The task: Can you return every line of the records below word for word, leaving the pictures out?

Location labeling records
※ ※ ※
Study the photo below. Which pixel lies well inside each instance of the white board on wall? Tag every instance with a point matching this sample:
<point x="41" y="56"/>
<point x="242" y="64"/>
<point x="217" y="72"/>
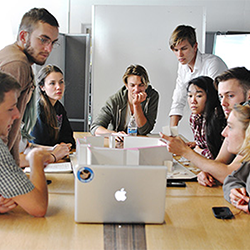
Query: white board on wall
<point x="125" y="35"/>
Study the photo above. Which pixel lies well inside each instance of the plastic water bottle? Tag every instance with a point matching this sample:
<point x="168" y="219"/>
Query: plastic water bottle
<point x="132" y="127"/>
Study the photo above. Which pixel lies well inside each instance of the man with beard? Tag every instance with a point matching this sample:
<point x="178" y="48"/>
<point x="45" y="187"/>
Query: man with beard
<point x="37" y="34"/>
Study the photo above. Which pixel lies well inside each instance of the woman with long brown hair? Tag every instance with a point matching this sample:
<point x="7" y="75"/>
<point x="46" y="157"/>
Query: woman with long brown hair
<point x="52" y="125"/>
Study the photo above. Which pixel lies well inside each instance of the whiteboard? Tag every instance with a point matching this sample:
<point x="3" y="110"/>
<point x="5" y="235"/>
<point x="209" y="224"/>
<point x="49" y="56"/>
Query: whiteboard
<point x="124" y="35"/>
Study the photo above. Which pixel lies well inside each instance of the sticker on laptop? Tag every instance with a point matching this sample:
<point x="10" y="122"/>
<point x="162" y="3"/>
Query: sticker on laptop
<point x="85" y="174"/>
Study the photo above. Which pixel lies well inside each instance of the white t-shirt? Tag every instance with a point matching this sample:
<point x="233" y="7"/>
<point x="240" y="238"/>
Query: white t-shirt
<point x="205" y="65"/>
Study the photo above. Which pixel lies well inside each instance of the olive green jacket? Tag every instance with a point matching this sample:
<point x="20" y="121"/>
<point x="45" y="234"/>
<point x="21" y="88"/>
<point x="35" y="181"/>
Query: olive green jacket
<point x="113" y="114"/>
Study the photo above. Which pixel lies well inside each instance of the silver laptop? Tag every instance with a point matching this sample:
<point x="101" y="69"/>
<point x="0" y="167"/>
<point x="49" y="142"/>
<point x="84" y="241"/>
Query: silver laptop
<point x="120" y="194"/>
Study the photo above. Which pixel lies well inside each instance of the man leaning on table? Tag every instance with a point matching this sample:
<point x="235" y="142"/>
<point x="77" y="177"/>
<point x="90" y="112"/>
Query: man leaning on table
<point x="15" y="187"/>
<point x="233" y="87"/>
<point x="192" y="63"/>
<point x="136" y="98"/>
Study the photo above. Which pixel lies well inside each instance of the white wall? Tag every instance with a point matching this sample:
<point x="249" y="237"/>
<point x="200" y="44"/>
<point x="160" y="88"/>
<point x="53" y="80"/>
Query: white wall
<point x="11" y="13"/>
<point x="222" y="15"/>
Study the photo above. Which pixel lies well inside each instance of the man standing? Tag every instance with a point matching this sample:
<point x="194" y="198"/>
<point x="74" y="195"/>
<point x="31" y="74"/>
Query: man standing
<point x="192" y="63"/>
<point x="37" y="34"/>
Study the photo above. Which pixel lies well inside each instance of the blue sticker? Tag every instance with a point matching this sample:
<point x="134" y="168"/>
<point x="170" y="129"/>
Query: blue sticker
<point x="85" y="174"/>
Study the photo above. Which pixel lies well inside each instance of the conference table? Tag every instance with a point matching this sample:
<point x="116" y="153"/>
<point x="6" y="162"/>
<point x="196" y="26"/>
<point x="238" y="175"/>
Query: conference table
<point x="189" y="224"/>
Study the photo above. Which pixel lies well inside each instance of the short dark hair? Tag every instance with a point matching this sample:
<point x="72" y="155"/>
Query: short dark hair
<point x="239" y="73"/>
<point x="7" y="83"/>
<point x="137" y="70"/>
<point x="213" y="113"/>
<point x="181" y="33"/>
<point x="33" y="16"/>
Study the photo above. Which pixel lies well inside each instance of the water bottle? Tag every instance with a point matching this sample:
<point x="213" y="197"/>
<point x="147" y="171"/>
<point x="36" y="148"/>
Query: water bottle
<point x="132" y="127"/>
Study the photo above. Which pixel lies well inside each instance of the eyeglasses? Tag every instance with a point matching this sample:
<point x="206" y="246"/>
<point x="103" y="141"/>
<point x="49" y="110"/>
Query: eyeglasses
<point x="47" y="41"/>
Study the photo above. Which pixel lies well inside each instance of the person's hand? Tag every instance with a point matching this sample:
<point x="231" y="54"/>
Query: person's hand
<point x="239" y="199"/>
<point x="120" y="138"/>
<point x="139" y="98"/>
<point x="39" y="153"/>
<point x="61" y="150"/>
<point x="205" y="179"/>
<point x="6" y="204"/>
<point x="191" y="144"/>
<point x="175" y="145"/>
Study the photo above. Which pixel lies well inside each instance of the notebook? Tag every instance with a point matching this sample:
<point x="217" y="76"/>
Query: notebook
<point x="120" y="194"/>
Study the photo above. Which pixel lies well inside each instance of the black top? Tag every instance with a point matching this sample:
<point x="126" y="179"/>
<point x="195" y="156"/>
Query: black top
<point x="41" y="129"/>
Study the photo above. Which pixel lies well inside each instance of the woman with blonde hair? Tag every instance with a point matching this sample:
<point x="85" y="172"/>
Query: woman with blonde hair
<point x="237" y="185"/>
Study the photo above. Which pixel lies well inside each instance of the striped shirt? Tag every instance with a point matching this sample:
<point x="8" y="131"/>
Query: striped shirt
<point x="13" y="181"/>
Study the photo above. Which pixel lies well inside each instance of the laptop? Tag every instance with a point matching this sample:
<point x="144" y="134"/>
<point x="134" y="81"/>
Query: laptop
<point x="120" y="194"/>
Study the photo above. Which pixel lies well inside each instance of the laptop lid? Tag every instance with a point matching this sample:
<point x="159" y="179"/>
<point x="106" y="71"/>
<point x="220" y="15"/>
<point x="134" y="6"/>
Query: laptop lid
<point x="120" y="194"/>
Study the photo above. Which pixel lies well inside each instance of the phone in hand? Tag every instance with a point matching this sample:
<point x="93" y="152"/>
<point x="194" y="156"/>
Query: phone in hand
<point x="222" y="213"/>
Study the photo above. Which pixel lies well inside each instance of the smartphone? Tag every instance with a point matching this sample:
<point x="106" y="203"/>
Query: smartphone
<point x="176" y="184"/>
<point x="222" y="213"/>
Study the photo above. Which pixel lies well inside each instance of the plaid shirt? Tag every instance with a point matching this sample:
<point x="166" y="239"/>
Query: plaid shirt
<point x="13" y="181"/>
<point x="197" y="123"/>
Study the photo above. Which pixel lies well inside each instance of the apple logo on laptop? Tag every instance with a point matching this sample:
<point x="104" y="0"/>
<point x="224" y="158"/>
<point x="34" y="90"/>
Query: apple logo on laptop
<point x="120" y="195"/>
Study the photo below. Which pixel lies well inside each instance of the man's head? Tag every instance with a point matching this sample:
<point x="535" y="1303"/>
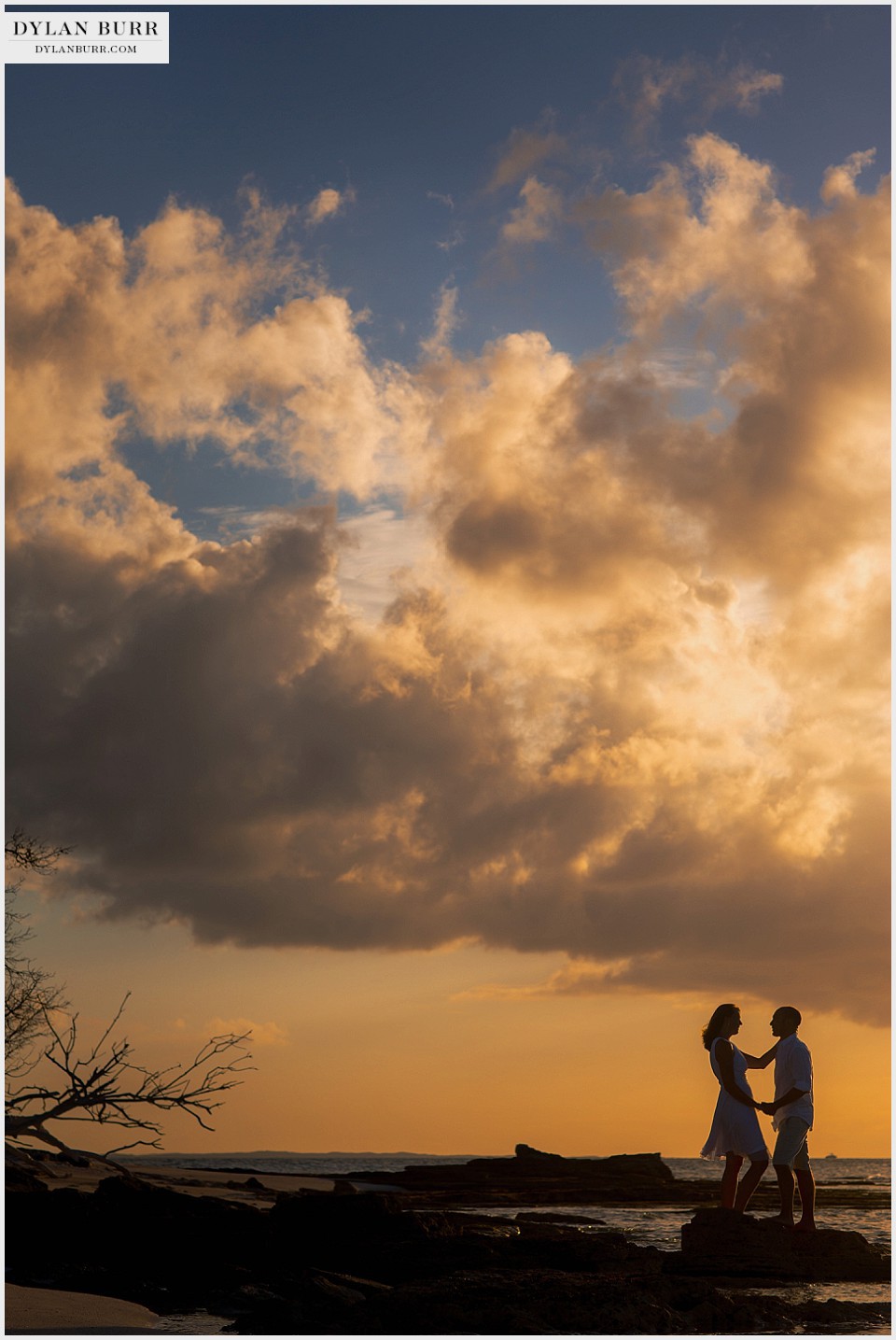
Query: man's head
※ ※ ※
Output of the exercise:
Study the photo below. Which pixel lies well inside each instance of the white board on wall? Tag every instance with a point matching this sample:
<point x="41" y="56"/>
<point x="242" y="64"/>
<point x="217" y="72"/>
Query: white board on wall
<point x="125" y="35"/>
Study the photo above. Which pixel lies well inside each instance of the plastic water bottle? Tag every instance with a point matching this sample:
<point x="168" y="219"/>
Query: plastic water bottle
<point x="132" y="127"/>
Study the photo above. Which pixel lies well inside each instance of the man with beard? Tag every instance with a point matching this sample:
<point x="178" y="48"/>
<point x="45" y="187"/>
Query: man with beard
<point x="37" y="34"/>
Study the photo above. Which pixel lies well inside each instance of the woman with long brown hair? Tag every instance with a point matching this sample:
<point x="7" y="75"/>
<point x="46" y="157"/>
Query: woman with long brown hair
<point x="52" y="125"/>
Study the photo above. Which pixel lies well inside each instance of the whiteboard? Tag every instance with a point matching this sample:
<point x="3" y="110"/>
<point x="5" y="235"/>
<point x="209" y="224"/>
<point x="49" y="56"/>
Query: whiteboard
<point x="124" y="35"/>
Study the photo above. Which pixel lies well inside each instance of the sticker on laptop? Tag every instance with a point matching this sample:
<point x="10" y="122"/>
<point x="162" y="3"/>
Query: sticker on laptop
<point x="85" y="174"/>
Study the photo above. Which pixel lies well inside each instance of the white t-shirt? Tag every instance with a point matching this sample:
<point x="233" y="7"/>
<point x="240" y="238"/>
Query: white t-shirt
<point x="205" y="65"/>
Study the photo above. Which pixel lies well inside each instance of the olive green jacket? Tag every instance with a point matching this sample:
<point x="20" y="121"/>
<point x="45" y="234"/>
<point x="21" y="88"/>
<point x="35" y="181"/>
Query: olive green jacket
<point x="113" y="114"/>
Study the photo above. Which pixel lies well inside each instance of the silver laptop? Tag every instance with a point matching this sample:
<point x="101" y="69"/>
<point x="0" y="167"/>
<point x="49" y="142"/>
<point x="84" y="241"/>
Query: silver laptop
<point x="120" y="194"/>
Study the photo above. Which pixel lies well inside each instance of the man leaning on table? Tag every instance with a point matching this sample:
<point x="235" y="142"/>
<point x="77" y="177"/>
<point x="90" y="112"/>
Query: man leaning on table
<point x="15" y="187"/>
<point x="233" y="87"/>
<point x="192" y="63"/>
<point x="136" y="98"/>
Study the photo above. Which pixel lies well inside each instance of the white wall? Tag every instance with a point matching this sample:
<point x="249" y="237"/>
<point x="200" y="44"/>
<point x="160" y="88"/>
<point x="53" y="80"/>
Query: white wall
<point x="11" y="13"/>
<point x="222" y="15"/>
Study the photo above. Which pixel lies well inside each instance of the man standing? Tag every instance with a point matching this sample:
<point x="194" y="198"/>
<point x="74" y="195"/>
<point x="31" y="74"/>
Query: man standing
<point x="192" y="63"/>
<point x="37" y="34"/>
Study the photo above. Which pixel lies well inside each instance of the blue sticker? Tag every instance with a point matching this sample:
<point x="134" y="168"/>
<point x="170" y="129"/>
Query: blue sticker
<point x="85" y="174"/>
Study the photo above. Which pixel lies well inside each instance of the conference table? Tag every instance with a point matching this sample:
<point x="116" y="153"/>
<point x="6" y="162"/>
<point x="196" y="26"/>
<point x="238" y="175"/>
Query: conference table
<point x="189" y="224"/>
Study the photo above. Which pixel lies well inside each instance of the short dark hair? Tag every instance with a point matching this sample:
<point x="72" y="155"/>
Query: short dark hair
<point x="239" y="73"/>
<point x="7" y="83"/>
<point x="137" y="70"/>
<point x="213" y="113"/>
<point x="181" y="33"/>
<point x="33" y="16"/>
Study the photo above. Which pixel lies well inside each instance of the water bottle? Tag every instance with a point matching this sample:
<point x="213" y="197"/>
<point x="147" y="171"/>
<point x="36" y="148"/>
Query: water bottle
<point x="132" y="127"/>
Study the photo above. Which pixel lies well inside each instance of the eyeglasses? Tag every instance with a point matching this sample:
<point x="206" y="246"/>
<point x="103" y="141"/>
<point x="49" y="110"/>
Query: eyeglasses
<point x="47" y="41"/>
Study the photo above. Which pixel lies well inside each instance of the person's hand? Tag every instance with a point matching this sample:
<point x="231" y="54"/>
Query: person's hand
<point x="239" y="199"/>
<point x="120" y="138"/>
<point x="139" y="98"/>
<point x="39" y="153"/>
<point x="61" y="150"/>
<point x="205" y="179"/>
<point x="6" y="204"/>
<point x="191" y="144"/>
<point x="175" y="145"/>
Study the photo above. Which pixel lies well inside each instance of the notebook? Tag every instance with a point matching this sample:
<point x="217" y="76"/>
Query: notebook
<point x="120" y="194"/>
Study the photo above. Which pixel lies well inside each instance of the black top? Tag every instance with a point matching this sample:
<point x="126" y="179"/>
<point x="195" y="156"/>
Query: black top
<point x="41" y="129"/>
Study the photo above. Which pixel lies well inside each instance of the woman with blonde hair? Tag every instance with a point matching this sample:
<point x="85" y="172"/>
Query: woman with blonde hair
<point x="237" y="185"/>
Study the photo above. Which pixel lies well inside each instance of the striped shirt? Tag every instance with a point matching this sample:
<point x="8" y="131"/>
Query: striped shirt
<point x="13" y="181"/>
Study the photo above. Which pixel lies well inside each instance of the laptop? Tag every instance with a point matching this sample:
<point x="144" y="134"/>
<point x="134" y="81"/>
Query: laptop
<point x="120" y="194"/>
Study the photo above. Which pixel lies well inside each instance of the laptop lid? Tag every instance with a point matching this sample:
<point x="159" y="179"/>
<point x="106" y="71"/>
<point x="220" y="15"/>
<point x="134" y="6"/>
Query: laptop lid
<point x="120" y="194"/>
Study the photo above. Which pixel lies well inside each instance of the phone in hand? Tag every instance with a point matching this sample:
<point x="93" y="152"/>
<point x="194" y="156"/>
Query: phone in hand
<point x="222" y="213"/>
Study the photo above. Which pixel lies well inside each instance of the smartphone? Tag every instance with a point matching this sample:
<point x="106" y="203"/>
Query: smartphone
<point x="176" y="184"/>
<point x="222" y="213"/>
Study the photo above. Which pixel lies well inside each instance of the plaid shirt? Tag every instance with a point matching this sample:
<point x="166" y="239"/>
Query: plaid shirt
<point x="13" y="181"/>
<point x="197" y="123"/>
Study the photo above. Which pixel lies well inside each instance of the apple logo on laptop? Tag every instance with a point matching this sample:
<point x="104" y="0"/>
<point x="224" y="158"/>
<point x="34" y="90"/>
Query: apple logo on laptop
<point x="120" y="195"/>
Study the photo below. Which pixel lies well inside each instance of the man's head? Tag every instance with a point matching this sample:
<point x="535" y="1303"/>
Query: man's head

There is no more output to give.